■ EXERCISE TASK ■
Reproduce the data below, replacing "drop a dot" with "place a point" and leaving everything else unchanged.

Pointing dataset excerpts
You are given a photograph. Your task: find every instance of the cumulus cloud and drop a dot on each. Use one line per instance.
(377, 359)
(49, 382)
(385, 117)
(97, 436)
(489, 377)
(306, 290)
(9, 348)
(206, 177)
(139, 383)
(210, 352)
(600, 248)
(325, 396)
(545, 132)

■ TASK RESPONSE ■
You are given a photograph. Your task: find every instance of the cumulus cloud and place a point on each. Use one line per instance.
(377, 359)
(49, 382)
(385, 117)
(97, 436)
(489, 377)
(306, 290)
(9, 348)
(206, 177)
(139, 383)
(210, 352)
(600, 248)
(325, 396)
(545, 132)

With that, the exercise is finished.